Trecho do texto
──────

2. No caso, restou comprovado nos autos que, à época do licenciamento em 2014, o militar ainda apresentava lesão que o incapacitava temporariamente para as atividades castrenses, tanto que determinada no próprio ato administrativo a continuidade do tratamento de saúde na organização militar, tendo sido, assim, de rigor a reintegração para tratamento médico e recebimento de soldo e demais vantagens, à luz da jurisprudência citada.
3. Conforme interpretação legal e jurisprudencial consolidada, reforma ex officio de militar temporário apenas cabe se acometido de moléstia incapacitante para o serviço militar decorrente das atividades castrenses ou quando, sem relação de causalidade, houver incapacidade para qualquer trabalho, público ou privado.
4. Ainda que no curso da ação a incapacidade, antes temporária, tenha se consolidado permanente, tal situação restringe-se apenas às atividades laborais de alta demanda física, inexistindo, porém, impedimento às atividades de baixo esforço físico. O próprio laudo médico judicial assentou que o autor pode trabalhar, por exemplo, em serviços administrativos do Exército, conforme inclusive já estava ocorrendo por força de sua reintegração judicial. Não se descura também, que o autor fez curso militar para condução de veículos de transporte de produtos perigosos, encontrando-se, pois, capaz para atividades castrenses que não demandam esforço físico intenso. Ademais, não procede a alegação de que o autor não tem condições de exercer atividade laboral civil que lhe garanta a sobrevivência, pois conforme por ele mesmo relatado por ocasião da perícia, antes de ingressar no Exército trabalhou por dois anos como auxiliar de pintura automotiva em oficina mecânica, labor que não exige grande esforço físico para sua consecução. Tampouco se olvida que o autor possui nível de escolaridade superior completo, o que amplia a gama de oportunidades de trabalho. Portanto, apesar da sequela irreversível no joelho direito (instabilidade patelar, sem cura), não restou caracterizada incapacidade total para a função militar, encontrando-se o autor apto para atividades laborais, de caserna inclusive, sendo indevido o pedido de reforma.

──────

(Dados de ancoragem de objetos em linguagem natural)
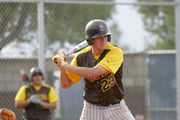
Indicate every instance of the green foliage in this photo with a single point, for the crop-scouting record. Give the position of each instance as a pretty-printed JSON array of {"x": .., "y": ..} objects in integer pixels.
[
  {"x": 63, "y": 22},
  {"x": 159, "y": 21}
]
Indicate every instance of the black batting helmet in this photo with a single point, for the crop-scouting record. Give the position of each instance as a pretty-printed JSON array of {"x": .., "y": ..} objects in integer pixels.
[
  {"x": 34, "y": 71},
  {"x": 96, "y": 28}
]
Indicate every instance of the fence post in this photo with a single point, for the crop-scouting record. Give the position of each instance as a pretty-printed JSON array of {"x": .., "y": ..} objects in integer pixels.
[
  {"x": 177, "y": 31},
  {"x": 41, "y": 56}
]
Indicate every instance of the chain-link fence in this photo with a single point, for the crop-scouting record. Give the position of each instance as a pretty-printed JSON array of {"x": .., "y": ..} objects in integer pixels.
[{"x": 146, "y": 76}]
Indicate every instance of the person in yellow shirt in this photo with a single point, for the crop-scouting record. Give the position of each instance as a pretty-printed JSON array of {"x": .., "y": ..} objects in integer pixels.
[
  {"x": 101, "y": 66},
  {"x": 37, "y": 99}
]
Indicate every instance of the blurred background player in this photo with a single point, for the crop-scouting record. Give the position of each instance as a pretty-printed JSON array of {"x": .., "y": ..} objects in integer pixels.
[
  {"x": 101, "y": 67},
  {"x": 37, "y": 99}
]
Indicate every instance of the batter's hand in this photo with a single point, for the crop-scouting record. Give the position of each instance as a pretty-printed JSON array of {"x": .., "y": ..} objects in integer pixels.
[{"x": 60, "y": 59}]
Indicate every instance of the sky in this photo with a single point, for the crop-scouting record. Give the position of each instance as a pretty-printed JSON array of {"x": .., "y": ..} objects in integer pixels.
[{"x": 130, "y": 24}]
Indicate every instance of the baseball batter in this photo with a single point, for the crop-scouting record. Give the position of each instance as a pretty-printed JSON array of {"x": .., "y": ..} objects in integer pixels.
[{"x": 101, "y": 66}]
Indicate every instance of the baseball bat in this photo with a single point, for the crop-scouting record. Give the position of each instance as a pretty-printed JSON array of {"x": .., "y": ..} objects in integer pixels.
[
  {"x": 76, "y": 49},
  {"x": 25, "y": 78}
]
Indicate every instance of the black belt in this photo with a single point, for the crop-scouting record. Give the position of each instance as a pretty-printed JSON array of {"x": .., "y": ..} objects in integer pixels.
[{"x": 105, "y": 104}]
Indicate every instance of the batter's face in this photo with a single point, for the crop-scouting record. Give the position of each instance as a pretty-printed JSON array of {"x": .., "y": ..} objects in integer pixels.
[
  {"x": 100, "y": 43},
  {"x": 37, "y": 79}
]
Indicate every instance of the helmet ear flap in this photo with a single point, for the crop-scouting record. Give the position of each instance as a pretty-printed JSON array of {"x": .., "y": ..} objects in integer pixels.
[{"x": 89, "y": 40}]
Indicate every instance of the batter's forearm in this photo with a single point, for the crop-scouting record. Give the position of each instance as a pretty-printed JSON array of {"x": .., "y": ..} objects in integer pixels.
[
  {"x": 64, "y": 79},
  {"x": 85, "y": 71}
]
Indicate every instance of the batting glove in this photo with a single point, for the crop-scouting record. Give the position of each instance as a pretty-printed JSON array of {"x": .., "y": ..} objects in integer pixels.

──────

Enunciado da tarefa
Dê continuidade ao texto sobre o pedido de reforma do militar temporário, começando logo após a última frase apresentada.

Resposta do exercício
5. A perícia judicial concluiu que a lesão no joelho direito do autor não tem cura nem indicação para abordagem cirúrgica, sequer se fazendo necessário uso de medicamentos, exigindo apenas acompanhamento médico regular e fisioterapia. Neste contexto, é possível concluir, com respaldo no laudo pericial e à luz da jurisprudência, que o quadro clínico do autor já se encontra estabilizado, tornando-o apto a retornar ao mercado de trabalho, sendo possível o respectivo licenciamento a partir da publicação/intimação do presente acórdão.
6. Apesar do licenciamento indevido, prontamente corrigido pelo deferimento da antecipação da tutela, a continuidade de tratamento médico ofertado no próprio âmbito castrense, sem nenhuma interrupção, desde os primeiros sintomas manifestados afasta qualquer hipótese de conduta lesiva da Administração Militar a direitos da personalidade do autor a ensejar reparação por dano moral, pelo que indevida indenização.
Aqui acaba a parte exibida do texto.